• What is required: Pick out every line of the rows below that contains the word "painted", and copy each one. Case counts.

• Data for this exercise:
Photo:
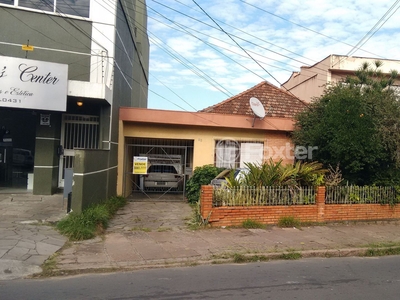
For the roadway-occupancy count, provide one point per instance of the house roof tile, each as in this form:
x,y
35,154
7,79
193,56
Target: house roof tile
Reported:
x,y
277,102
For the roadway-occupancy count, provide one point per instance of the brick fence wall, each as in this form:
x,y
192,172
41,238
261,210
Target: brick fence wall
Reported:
x,y
319,212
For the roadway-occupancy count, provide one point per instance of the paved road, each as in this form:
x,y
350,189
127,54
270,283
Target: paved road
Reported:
x,y
315,278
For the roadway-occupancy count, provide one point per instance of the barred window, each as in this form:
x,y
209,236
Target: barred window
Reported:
x,y
234,154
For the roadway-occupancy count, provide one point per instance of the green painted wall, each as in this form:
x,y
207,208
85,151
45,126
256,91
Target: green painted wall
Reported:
x,y
45,180
91,178
55,33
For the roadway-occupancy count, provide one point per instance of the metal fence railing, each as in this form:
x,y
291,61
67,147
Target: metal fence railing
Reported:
x,y
266,195
360,195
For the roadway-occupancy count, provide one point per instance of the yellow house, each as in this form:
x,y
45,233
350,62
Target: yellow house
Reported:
x,y
227,134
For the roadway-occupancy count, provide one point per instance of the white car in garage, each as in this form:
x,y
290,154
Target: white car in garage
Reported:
x,y
162,176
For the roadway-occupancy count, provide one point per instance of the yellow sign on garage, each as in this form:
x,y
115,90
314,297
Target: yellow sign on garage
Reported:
x,y
139,165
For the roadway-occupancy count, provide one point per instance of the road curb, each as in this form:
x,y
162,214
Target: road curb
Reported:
x,y
193,261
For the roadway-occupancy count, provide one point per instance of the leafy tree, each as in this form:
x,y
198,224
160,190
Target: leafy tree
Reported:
x,y
356,123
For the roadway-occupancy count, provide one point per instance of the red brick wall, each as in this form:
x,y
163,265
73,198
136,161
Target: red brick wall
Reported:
x,y
320,212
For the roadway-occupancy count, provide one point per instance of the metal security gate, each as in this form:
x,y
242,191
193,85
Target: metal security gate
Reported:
x,y
77,131
170,164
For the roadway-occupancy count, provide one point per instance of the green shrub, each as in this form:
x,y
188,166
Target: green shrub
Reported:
x,y
201,176
92,221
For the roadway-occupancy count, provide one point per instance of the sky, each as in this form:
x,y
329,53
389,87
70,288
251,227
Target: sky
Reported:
x,y
205,51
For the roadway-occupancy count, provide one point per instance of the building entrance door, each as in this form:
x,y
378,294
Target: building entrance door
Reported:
x,y
77,131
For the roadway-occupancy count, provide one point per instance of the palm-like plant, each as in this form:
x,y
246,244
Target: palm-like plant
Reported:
x,y
273,173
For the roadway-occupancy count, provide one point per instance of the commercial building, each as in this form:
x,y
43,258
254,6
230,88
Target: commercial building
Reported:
x,y
66,67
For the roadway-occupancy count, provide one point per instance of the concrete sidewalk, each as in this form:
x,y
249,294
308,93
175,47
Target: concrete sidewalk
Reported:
x,y
26,238
153,234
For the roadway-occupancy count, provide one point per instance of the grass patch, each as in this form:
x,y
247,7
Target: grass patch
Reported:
x,y
196,221
144,229
164,229
382,251
291,255
92,221
252,224
289,221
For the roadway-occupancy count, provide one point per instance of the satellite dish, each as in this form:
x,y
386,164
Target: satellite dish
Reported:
x,y
257,108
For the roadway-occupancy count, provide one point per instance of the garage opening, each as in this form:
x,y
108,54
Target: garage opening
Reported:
x,y
165,167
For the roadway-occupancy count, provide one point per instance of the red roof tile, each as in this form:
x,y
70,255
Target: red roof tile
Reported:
x,y
277,102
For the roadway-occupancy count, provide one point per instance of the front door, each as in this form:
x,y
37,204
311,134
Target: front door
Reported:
x,y
78,131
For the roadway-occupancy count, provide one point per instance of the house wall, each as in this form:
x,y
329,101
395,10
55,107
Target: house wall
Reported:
x,y
275,142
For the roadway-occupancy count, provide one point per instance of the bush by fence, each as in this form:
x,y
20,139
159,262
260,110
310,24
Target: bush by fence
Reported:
x,y
284,195
230,207
266,195
361,194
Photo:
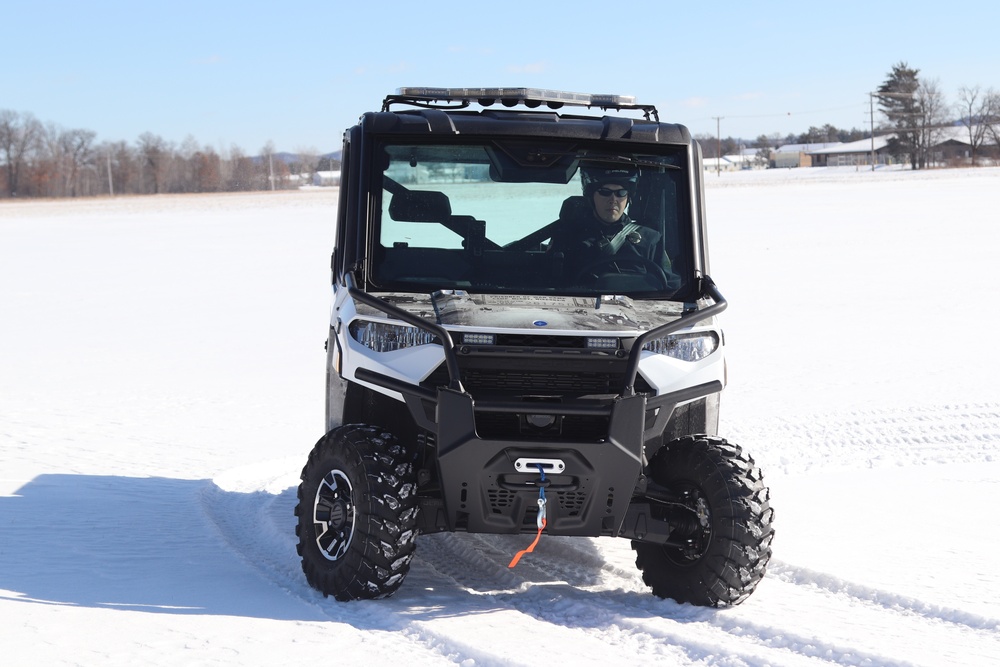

• Answer to this exercise:
For the roadway-occupancy count, provide one point per instance of the green painted wall, each as in this form:
Target: green painted wall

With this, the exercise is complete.